[Natural-language object grounding data]
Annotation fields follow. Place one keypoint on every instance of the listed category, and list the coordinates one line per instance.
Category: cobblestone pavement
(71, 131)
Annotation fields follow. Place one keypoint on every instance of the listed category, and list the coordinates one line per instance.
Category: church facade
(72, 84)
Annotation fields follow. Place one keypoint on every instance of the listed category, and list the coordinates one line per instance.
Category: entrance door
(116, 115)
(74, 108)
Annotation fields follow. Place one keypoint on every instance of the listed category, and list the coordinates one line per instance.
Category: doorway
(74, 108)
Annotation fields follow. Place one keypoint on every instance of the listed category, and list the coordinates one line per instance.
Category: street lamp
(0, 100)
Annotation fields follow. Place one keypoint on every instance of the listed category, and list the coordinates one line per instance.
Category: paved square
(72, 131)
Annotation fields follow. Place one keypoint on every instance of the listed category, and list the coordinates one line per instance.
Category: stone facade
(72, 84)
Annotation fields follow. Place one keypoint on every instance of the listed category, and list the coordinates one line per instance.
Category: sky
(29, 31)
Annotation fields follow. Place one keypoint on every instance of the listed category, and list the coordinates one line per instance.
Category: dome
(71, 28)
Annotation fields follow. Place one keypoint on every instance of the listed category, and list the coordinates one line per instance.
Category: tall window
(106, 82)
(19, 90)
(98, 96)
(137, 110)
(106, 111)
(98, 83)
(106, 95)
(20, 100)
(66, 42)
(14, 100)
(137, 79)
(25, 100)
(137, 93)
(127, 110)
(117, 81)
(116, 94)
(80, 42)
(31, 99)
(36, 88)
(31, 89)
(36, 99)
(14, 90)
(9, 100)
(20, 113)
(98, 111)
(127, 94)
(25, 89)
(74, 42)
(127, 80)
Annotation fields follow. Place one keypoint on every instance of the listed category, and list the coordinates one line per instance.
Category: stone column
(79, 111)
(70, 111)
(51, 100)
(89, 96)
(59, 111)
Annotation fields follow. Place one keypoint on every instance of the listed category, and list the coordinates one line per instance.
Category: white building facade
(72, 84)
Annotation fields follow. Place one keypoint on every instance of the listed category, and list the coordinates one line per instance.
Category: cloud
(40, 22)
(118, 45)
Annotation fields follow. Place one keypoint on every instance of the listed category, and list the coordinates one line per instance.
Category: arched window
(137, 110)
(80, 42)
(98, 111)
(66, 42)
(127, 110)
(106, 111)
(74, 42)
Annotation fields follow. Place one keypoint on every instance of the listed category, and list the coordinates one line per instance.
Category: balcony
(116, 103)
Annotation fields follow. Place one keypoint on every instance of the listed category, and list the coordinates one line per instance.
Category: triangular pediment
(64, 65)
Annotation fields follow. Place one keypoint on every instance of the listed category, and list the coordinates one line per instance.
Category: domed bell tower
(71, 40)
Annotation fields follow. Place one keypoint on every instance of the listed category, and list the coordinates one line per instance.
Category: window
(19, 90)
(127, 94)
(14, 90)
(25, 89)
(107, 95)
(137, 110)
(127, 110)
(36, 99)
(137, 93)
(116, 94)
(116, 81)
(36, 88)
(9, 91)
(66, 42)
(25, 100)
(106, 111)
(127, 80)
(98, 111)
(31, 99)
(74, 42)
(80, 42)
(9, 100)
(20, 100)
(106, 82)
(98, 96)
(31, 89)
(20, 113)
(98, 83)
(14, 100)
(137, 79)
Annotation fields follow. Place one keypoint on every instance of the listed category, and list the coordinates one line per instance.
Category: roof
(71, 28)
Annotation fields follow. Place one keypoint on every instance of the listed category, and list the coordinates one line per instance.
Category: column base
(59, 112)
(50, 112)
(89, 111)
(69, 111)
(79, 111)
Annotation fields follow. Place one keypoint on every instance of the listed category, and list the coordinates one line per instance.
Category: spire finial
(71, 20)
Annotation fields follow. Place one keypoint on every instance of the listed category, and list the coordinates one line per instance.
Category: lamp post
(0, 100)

### WHAT IS EXPECTED
Output all entries again exactly; no line may be altered.

### EXERCISE ANSWER
Annotation fields follow. Place one keypoint on every instance of the listed category, and list the coordinates one line per instance.
Category: cobblestone pavement
(71, 131)
Annotation fields follow. Place one keypoint on every instance of the listed category, and list the coordinates one line per instance.
Category: church facade
(72, 84)
Annotation fields follow. Place one keypoint on every instance of the listed category, and list the coordinates one line per instance.
Category: entrance door
(116, 115)
(74, 108)
Annotation fields follow. Place one keypoint on every instance of the listed category, and list the coordinates one line per instance.
Category: doorway
(74, 108)
Annotation fields follow. Place one keypoint on every instance of the listed category, and list the coordinates one line per instance.
Category: street lamp
(0, 100)
Annotation fields follow. Place one keypoint on every instance of the listed category, and list the coordinates one line per instance.
Category: paved square
(72, 131)
Annotation fields follow. Place one keypoint on every instance of the listed category, and list the coordinates one line per instance.
Category: stone facade
(72, 84)
Annotation fields follow. Place one keypoint on every instance of the listed category, and list the coordinates one line per instance.
Category: sky
(29, 31)
Annotation fields follow. Place one keypoint on every instance of the listed category, and list the coordinates one line per instance.
Category: dome
(71, 28)
Annotation fields follow. Place one keypoint on every instance of the listed category, and list the coordinates one line per instance.
Category: tall window
(106, 82)
(19, 90)
(98, 96)
(137, 110)
(106, 111)
(98, 83)
(106, 95)
(20, 100)
(66, 42)
(14, 100)
(137, 79)
(25, 100)
(137, 93)
(127, 110)
(117, 81)
(116, 94)
(80, 42)
(31, 99)
(36, 88)
(31, 89)
(36, 99)
(14, 90)
(9, 100)
(20, 113)
(98, 111)
(127, 94)
(25, 89)
(74, 42)
(127, 80)
Annotation fields follow. Place one keypoint on every instance of the listed category, and list the coordinates one line per instance.
Category: stone column
(79, 111)
(70, 111)
(51, 100)
(89, 96)
(59, 111)
Annotation fields follow. Place one keypoint on every instance of the listed category, and list the coordinates one line per instance.
Category: white building facade
(72, 84)
Annotation fields follow. Place one keypoint on every instance of the listed category, and list the coordinates one line per instance.
Category: cloud
(40, 22)
(118, 45)
Annotation fields follow. Place one keypoint on every instance of the listed category, and list the coordinates one line per instance.
Category: arched window
(137, 110)
(80, 42)
(98, 111)
(66, 42)
(127, 110)
(106, 111)
(74, 42)
Annotation fields follow. Place one keypoint on every instance of the listed category, and list the coordinates one line per instance.
Category: balcony
(116, 103)
Annotation fields follow. Place one keypoint on every instance of the listed category, and list the coordinates one line per instance.
Category: triangular pediment
(64, 65)
Annotation fields follow. Place one keypoint on every instance of the listed category, and list the coordinates one line per instance.
Category: domed bell tower
(71, 40)
Annotation fields follow. Place one keypoint on every instance of the listed category, and list the coordinates one line per instance.
Category: window
(19, 90)
(127, 94)
(14, 90)
(25, 89)
(107, 95)
(137, 110)
(127, 110)
(36, 99)
(137, 93)
(116, 94)
(116, 81)
(36, 88)
(9, 91)
(66, 42)
(25, 100)
(106, 111)
(127, 80)
(98, 111)
(31, 99)
(74, 42)
(80, 42)
(9, 100)
(20, 100)
(106, 82)
(98, 96)
(31, 89)
(20, 113)
(98, 83)
(14, 100)
(137, 79)
Annotation fields follow. Place one keypoint on every instance of the listed category, and list the coordinates one line per instance.
Category: roof
(71, 28)
Annotation fields follow. Place one keypoint on every instance of the listed category, and list the coordinates one line per instance.
Category: column base
(59, 112)
(50, 112)
(89, 111)
(69, 111)
(79, 111)
Annotation fields follow. Place one keypoint on every instance of the listed category, and list the coordinates one line per instance.
Category: spire finial
(71, 20)
Annotation fields follow. Place one keypoint on every instance of the listed category, and list the coordinates one line per instance.
Category: lamp post
(0, 100)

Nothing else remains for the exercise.